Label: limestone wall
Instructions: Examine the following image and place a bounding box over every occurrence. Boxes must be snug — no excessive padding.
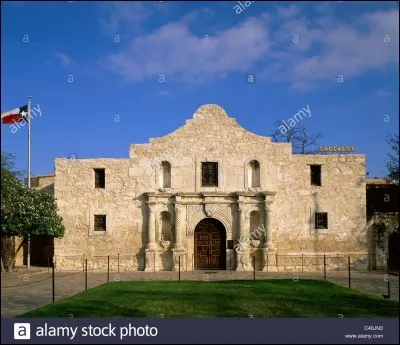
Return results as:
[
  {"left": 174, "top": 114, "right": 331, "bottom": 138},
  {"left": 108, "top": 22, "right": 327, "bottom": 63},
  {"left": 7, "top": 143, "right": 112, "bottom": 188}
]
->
[{"left": 47, "top": 105, "right": 367, "bottom": 270}]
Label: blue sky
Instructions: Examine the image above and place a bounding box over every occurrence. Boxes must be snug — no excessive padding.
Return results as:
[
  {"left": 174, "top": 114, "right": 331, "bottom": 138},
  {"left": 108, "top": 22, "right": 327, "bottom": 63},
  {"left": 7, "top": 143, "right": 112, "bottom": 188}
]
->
[{"left": 1, "top": 1, "right": 399, "bottom": 177}]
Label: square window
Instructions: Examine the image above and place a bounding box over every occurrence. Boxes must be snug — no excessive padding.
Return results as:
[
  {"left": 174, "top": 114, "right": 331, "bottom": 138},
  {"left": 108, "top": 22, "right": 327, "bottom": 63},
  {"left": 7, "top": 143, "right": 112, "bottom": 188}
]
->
[
  {"left": 310, "top": 165, "right": 321, "bottom": 186},
  {"left": 94, "top": 169, "right": 106, "bottom": 188},
  {"left": 201, "top": 162, "right": 218, "bottom": 187},
  {"left": 94, "top": 214, "right": 106, "bottom": 231},
  {"left": 315, "top": 212, "right": 328, "bottom": 229}
]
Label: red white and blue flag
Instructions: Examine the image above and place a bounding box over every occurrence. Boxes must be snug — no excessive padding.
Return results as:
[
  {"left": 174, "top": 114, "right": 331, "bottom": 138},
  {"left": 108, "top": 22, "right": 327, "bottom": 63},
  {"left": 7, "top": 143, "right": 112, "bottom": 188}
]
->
[{"left": 1, "top": 104, "right": 28, "bottom": 125}]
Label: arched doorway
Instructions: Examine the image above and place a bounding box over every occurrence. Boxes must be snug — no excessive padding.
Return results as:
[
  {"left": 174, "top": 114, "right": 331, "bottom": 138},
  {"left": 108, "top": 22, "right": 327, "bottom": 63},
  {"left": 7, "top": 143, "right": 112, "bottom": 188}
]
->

........

*Exercise details*. Return every line of the rows above that contains the string "Label", keeping them in their original order.

*Result*.
Label: limestone wall
Label: blue sky
Label: square window
Label: red white and blue flag
Label: arched doorway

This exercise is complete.